### [WHAT TO DO]
Turn every line of the items below into a numbered list, skipping any blank lines.

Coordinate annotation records
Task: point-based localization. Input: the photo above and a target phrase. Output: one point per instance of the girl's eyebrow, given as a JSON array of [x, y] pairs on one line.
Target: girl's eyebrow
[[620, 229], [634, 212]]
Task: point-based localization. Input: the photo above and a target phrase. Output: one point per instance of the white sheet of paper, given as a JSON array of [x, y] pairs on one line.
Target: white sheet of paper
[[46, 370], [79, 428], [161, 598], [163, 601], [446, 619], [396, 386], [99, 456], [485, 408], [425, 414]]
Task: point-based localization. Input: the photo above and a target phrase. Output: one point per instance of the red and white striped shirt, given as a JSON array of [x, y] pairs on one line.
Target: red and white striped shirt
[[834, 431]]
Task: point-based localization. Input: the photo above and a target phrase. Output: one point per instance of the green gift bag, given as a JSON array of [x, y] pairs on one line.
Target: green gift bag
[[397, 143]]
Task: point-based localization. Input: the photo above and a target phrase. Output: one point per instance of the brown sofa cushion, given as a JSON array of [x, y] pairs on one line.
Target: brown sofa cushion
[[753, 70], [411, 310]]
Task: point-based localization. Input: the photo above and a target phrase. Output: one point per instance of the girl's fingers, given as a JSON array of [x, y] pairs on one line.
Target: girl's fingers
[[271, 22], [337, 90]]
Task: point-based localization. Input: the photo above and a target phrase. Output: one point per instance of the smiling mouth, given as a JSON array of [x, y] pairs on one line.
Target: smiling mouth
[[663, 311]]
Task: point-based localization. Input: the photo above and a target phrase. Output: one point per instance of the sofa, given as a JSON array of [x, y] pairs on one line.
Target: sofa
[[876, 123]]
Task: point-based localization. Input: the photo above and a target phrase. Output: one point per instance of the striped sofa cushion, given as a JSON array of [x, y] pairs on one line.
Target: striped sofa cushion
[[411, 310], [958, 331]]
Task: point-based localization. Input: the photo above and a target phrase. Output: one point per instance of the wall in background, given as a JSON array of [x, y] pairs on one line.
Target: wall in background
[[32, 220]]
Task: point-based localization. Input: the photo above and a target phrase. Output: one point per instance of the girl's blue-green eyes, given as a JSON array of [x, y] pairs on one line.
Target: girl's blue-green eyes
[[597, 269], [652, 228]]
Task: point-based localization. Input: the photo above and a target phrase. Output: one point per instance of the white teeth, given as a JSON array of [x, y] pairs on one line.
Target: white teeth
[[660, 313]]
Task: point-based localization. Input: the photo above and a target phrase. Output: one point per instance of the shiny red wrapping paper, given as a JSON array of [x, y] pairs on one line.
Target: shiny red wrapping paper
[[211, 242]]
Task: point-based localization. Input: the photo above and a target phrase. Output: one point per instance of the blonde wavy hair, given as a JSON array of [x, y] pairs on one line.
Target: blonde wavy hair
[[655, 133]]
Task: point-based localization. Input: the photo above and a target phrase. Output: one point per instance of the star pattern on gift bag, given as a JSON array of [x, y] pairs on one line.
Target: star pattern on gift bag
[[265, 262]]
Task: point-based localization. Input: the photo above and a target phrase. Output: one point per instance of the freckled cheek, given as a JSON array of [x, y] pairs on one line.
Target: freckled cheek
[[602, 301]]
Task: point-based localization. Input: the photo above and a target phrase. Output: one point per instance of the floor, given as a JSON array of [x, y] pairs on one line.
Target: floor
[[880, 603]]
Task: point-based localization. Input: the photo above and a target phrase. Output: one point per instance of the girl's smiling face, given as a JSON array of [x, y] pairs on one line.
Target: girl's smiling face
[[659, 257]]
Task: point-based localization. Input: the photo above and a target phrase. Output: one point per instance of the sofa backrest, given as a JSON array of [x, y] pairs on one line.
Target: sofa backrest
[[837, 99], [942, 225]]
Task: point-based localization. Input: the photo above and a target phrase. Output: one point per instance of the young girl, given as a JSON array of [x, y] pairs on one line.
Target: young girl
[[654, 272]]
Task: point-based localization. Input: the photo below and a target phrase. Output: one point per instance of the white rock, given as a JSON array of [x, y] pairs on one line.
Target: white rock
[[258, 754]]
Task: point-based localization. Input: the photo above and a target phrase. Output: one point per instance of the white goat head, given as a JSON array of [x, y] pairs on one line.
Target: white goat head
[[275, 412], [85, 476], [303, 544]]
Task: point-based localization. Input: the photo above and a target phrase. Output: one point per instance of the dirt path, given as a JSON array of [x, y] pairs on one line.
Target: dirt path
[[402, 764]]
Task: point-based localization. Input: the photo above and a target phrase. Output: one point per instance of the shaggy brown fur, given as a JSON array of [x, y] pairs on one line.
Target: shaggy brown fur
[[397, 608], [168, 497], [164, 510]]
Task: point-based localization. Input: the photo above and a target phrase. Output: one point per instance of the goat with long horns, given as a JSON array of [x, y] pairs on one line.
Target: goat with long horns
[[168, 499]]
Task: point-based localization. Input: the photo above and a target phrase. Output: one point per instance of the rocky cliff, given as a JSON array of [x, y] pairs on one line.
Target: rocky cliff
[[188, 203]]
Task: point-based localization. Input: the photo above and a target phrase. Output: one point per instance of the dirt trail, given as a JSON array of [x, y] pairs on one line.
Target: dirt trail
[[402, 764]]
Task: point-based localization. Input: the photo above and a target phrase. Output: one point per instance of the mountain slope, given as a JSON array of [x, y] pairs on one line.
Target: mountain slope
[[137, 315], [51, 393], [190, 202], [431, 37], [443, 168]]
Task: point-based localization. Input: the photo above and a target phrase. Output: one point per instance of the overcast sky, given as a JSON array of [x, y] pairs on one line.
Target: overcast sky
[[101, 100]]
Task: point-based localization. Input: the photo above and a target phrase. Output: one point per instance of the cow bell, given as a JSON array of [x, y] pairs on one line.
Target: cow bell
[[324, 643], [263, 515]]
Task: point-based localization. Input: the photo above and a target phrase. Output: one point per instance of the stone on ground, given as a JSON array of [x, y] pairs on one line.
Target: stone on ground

### [RESPONSE BELOW]
1. Task: point-based localization. Input: the photo above and a target phrase. Output: one point per instance of the girl's eyebrow, given as a JSON array of [x, y] pairs on one line.
2. Target: girl's eyebrow
3. [[620, 229], [634, 212]]
4. Task: point-based localization. Input: the photo above and a target phrase. Output: one point per instance of the white sheet of paper, given as a JSON array of [x, y] pairs on one line.
5. Target: white sheet of paper
6. [[46, 370], [79, 428], [161, 598], [163, 601], [446, 619], [396, 386], [99, 456], [485, 408], [425, 414]]
7. Task: point-based localization. Input: the photo above and a target phrase. Output: one point per instance of the red and white striped shirt, given as a JSON array of [x, y] pairs on one line.
8. Target: red and white striped shirt
9. [[834, 431]]
10. Task: point-based localization. Input: the photo above and a target phrase. Output: one point per instance of the green gift bag, given as a JSON array of [x, y] pairs on one line.
11. Target: green gift bag
12. [[397, 143]]
13. Task: point-based localization. Input: the photo above and a target phrase. Output: one point per instance of the brown sofa cushion, given as a JSON array of [x, y] pairs on one line.
14. Target: brown sofa cushion
15. [[753, 70], [411, 310]]
16. Task: point-based localization. Input: the photo above and a target phrase. Output: one point per instance of the girl's fingers, given as a JSON array of [x, y] pairs on one line.
17. Target: girl's fingers
18. [[271, 22], [337, 90]]
19. Task: point-based localization. Input: the photo above and a target phrase. Output: one point per instance of the smiling mouth, given as a JSON array of [x, y] pairs on one line.
20. Target: smiling mouth
21. [[663, 311]]
22. Task: point-based localization. Input: the photo above and a target phrase. Output: one point per instance of the sofa, given as a JSON array of [x, y] pairs on one line.
23. Target: sofa
24. [[876, 123]]
25. Task: point-based localization. Input: the photo above and a target phrase. Output: one point per instance of the striped sofa cushion, given as a JSON array of [x, y] pairs on one line.
26. Target: striped sofa cushion
27. [[411, 310], [958, 331]]
28. Task: point-based localization. Input: the photo above and a target phrase. Output: one point per instance of the wall in background, given as a JSON array of [x, y] pairs on one line.
29. Target: wall in background
30. [[32, 220]]
31. Task: point-based localization. Input: the photo above and a target phrase. Output: one point per instance of the girl's blue-green eyes, given as a JSON array of [x, y] pairs on one line.
32. Target: girl's blue-green eyes
33. [[597, 269], [652, 228]]
34. Task: point-based localization. Input: the photo above and a target phrase. Output: one point per instance of the white teeth, given as a JSON array of [x, y] pairs on one line.
35. Target: white teeth
36. [[660, 313]]
37. Task: point-based localization. Input: the photo above and a target phrase. Output: one point per instance of the shiny red wrapping paper, given as a JSON array of [x, y] pairs on one line.
38. Target: shiny red wrapping paper
39. [[211, 242]]
40. Task: point-based localization. Input: the photo above and a target phrase. Output: one point per instance of the blonde wavy hair, given as a JSON array of [x, y] pairs on one line.
41. Target: blonde wavy hair
42. [[655, 133]]
43. Task: point-based localization. Input: the photo above and a target phrase. Output: one point per instance of the star pattern on gift bag, given as a JSON array of [x, y] pairs on one line.
44. Target: star pattern on gift bag
45. [[265, 262]]
46. Task: point-based localization. Input: the photo above and a target phrase. Output: one point per instance of the freckled cheek, given as a JSON array of [x, y] pairs on one line.
47. Target: freckled cheek
48. [[602, 301]]
49. Task: point-based localization. Input: the photo above and a target phrase. Output: one point per instance of the floor, given as a JSON array of [x, y] pairs on one line.
50. Target: floor
51. [[880, 603]]
52. Task: point-based localization. Input: the photo above and a target phrase. Output: one point per instance of the girl's smiling face, given as a JSON array of [x, y] pairs on one line.
53. Target: girl's smiling face
54. [[659, 257]]
55. Task: point-based localization. Input: the photo above and a target phrase. Output: one point per instance of the sofa backrest, given as a JSON array of [x, y] pairs on one line.
56. Target: sofa backrest
57. [[837, 99], [942, 225]]
58. Task: point-based localization. Input: the photo above and a target phrase. Output: one point per instance of the young girl, given as a JSON array of [x, y] pairs on one line.
59. Target: young girl
60. [[654, 272]]
61. Task: point-based localization. Input: the photo below and a target phrase. Output: one point per instance of the white rock, given as a JSON array of [x, y] pairs on one line.
62. Target: white rock
63. [[258, 754]]
64. Task: point-based localization. Input: the photo above and a target phrase. Output: one point per instance of the white goat head, given as a JSON array of [x, y] pairs on one line.
65. Target: white goat head
66. [[275, 412], [85, 476], [303, 544]]
67. Task: point-based localization. Input: the photo above and a target phrase. Output: one point per instance of the dirt path, given as a JSON array of [x, y] pairs on one line.
68. Target: dirt path
69. [[402, 764]]
70. Task: point-based localization. Input: the photo above and a target phrase. Output: one point per instance of the shaggy brown fur, given as a JSON array of [x, y] pairs on one line.
71. Target: shaggy brown fur
72. [[397, 608], [168, 497], [164, 510]]
73. Task: point-based localization. Input: the photo above and a target phrase. Output: one point per instance of the goat with long horns, given as a JSON array of [x, y] pairs on one line.
74. Target: goat with long horns
75. [[168, 499]]
76. Task: point-based localization. Input: the photo above and a target phrase. Output: one point per instance of the rocky cliff, given as a JSON array of [x, y] pairs on one line.
77. Target: rocky cliff
78. [[188, 203]]
79. Task: point-based localization. Input: the photo above and a target phrase. Output: one point per instance of the dirt trail, given as a JSON array of [x, y] pairs on one line.
80. Target: dirt trail
81. [[402, 764]]
82. Task: point-based localization. Input: the photo above and a target phrase. Output: one point per instance of the mountain slope, given as a JSON array of [x, y] pairs on one line.
83. Target: mountain slope
84. [[137, 315], [51, 393], [190, 202], [431, 37], [443, 168]]
85. Task: point-based localization. Input: the photo above and a target phrase. Output: one point per instance of the overcast sky, given as a JSON array of [x, y] pairs on one line.
86. Target: overcast sky
87. [[101, 100]]
88. Task: point-based localization. Input: the photo above and a target phrase. Output: one point per instance of the cow bell, given as a JSON array of [x, y] pairs on one line.
89. Target: cow bell
90. [[324, 643], [263, 515]]
91. Task: point-based localization. Input: the photo above and a target phrase. Output: one point per instance of the stone on ground, given as a JSON array of [x, y] pairs on one line.
92. Target: stone on ground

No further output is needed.